▶ [ЦЕЛЬ ЗАДАНИЯ]: Воспроизведите без изменений часть исходного отрывка, которая открывается словами «Мы никуда их» и завершается словами «налетов гитлеровской авиации.».

▶ [ИСХОДНЫЙ ОТРЫВОК]:
━━━━

Деньги нашлись – не знаю только, "законным" ли путем мы их добыли? Как раз случился тут директор издательства "Радянський письменник" Лившиц: Киев эвакуирован, киевляне дерутся в окопах и на баррикадах, издательство прекратило свое существование, рукописи сожжены или просто погибли, но какие-то документы и пачку денег, довольно значительную сумму, которая как раз оказалась в сейфе издательства, товарищ Лившиц захватил. Он пришел к нам, положил на стол деньги и спросил: что с ними делать? Кому и куда их сдавать?

Мы никуда их не сдали. Мы приобрели на них тридцать пять пар сапог и отправили нашим землекопам. Вот не припомню только, задокументировали ли мы это. А впрочем, пускай это останется на нашей совести.

Кроме всего, что пришлось делать в те первые недели воины, мы создали в доме "Слово", где проживала основная масса писателей, и в писательском клубе противовоздушную оборону. Посты по два-три человека размещались на крышах в разных концах здания в часы воздушных налетов гитлеровской авиации.

Горькие то были часы, и страшное зрелище вставало перед нашим взором – с крыши пятого этажа. Разрывы тяжелых бомб доносились с севера, востока и запада. Зарева полыхали и не меркли до белого дня. Утром вокруг города стлался черный и рыжий дым.

━━━━

▶ [Строки из набора данных]:
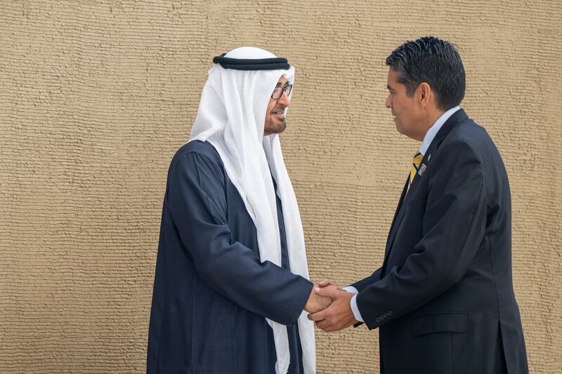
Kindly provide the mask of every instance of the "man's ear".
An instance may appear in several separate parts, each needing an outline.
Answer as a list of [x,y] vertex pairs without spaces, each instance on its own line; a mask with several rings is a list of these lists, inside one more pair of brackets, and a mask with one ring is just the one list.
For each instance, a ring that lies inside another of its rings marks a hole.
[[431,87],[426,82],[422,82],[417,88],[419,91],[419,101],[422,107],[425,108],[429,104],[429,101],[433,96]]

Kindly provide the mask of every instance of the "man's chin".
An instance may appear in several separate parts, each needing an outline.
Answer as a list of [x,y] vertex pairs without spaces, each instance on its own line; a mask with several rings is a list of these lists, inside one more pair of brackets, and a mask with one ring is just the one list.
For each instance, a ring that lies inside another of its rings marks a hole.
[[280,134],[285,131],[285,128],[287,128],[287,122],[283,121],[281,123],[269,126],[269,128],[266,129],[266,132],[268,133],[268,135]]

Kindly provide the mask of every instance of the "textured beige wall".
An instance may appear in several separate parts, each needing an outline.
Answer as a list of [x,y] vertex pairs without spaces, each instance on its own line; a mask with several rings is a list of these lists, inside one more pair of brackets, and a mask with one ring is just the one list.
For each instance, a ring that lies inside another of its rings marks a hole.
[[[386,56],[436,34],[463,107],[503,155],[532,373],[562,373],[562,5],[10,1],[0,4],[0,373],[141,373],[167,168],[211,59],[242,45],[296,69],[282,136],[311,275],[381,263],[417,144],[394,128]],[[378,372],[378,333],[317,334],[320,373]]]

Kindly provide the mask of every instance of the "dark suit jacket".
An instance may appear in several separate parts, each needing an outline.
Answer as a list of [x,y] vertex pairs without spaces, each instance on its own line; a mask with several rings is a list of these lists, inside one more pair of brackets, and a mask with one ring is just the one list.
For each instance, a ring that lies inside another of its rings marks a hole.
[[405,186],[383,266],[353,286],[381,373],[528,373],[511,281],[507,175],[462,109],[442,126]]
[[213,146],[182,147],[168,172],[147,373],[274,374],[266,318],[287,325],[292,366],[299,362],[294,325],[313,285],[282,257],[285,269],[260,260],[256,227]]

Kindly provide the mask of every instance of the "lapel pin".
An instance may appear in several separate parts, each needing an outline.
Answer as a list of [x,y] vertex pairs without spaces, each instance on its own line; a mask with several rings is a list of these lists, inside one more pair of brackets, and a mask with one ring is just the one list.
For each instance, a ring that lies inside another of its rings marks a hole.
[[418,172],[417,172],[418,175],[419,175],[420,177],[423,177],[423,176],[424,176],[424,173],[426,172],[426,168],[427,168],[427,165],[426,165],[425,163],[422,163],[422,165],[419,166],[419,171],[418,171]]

━━━━

▶ [РЕШЕНИЕ ЗАДАНИЯ]:
Мы никуда их не сдали. Мы приобрели на них тридцать пять пар сапог и отправили нашим землекопам. Вот не припомню только, задокументировали ли мы это. А впрочем, пускай это останется на нашей совести.

Кроме всего, что пришлось делать в те первые недели воины, мы создали в доме "Слово", где проживала основная масса писателей, и в писательском клубе противовоздушную оборону. Посты по два-три человека размещались на крышах в разных концах здания в часы воздушных налетов гитлеровской авиации.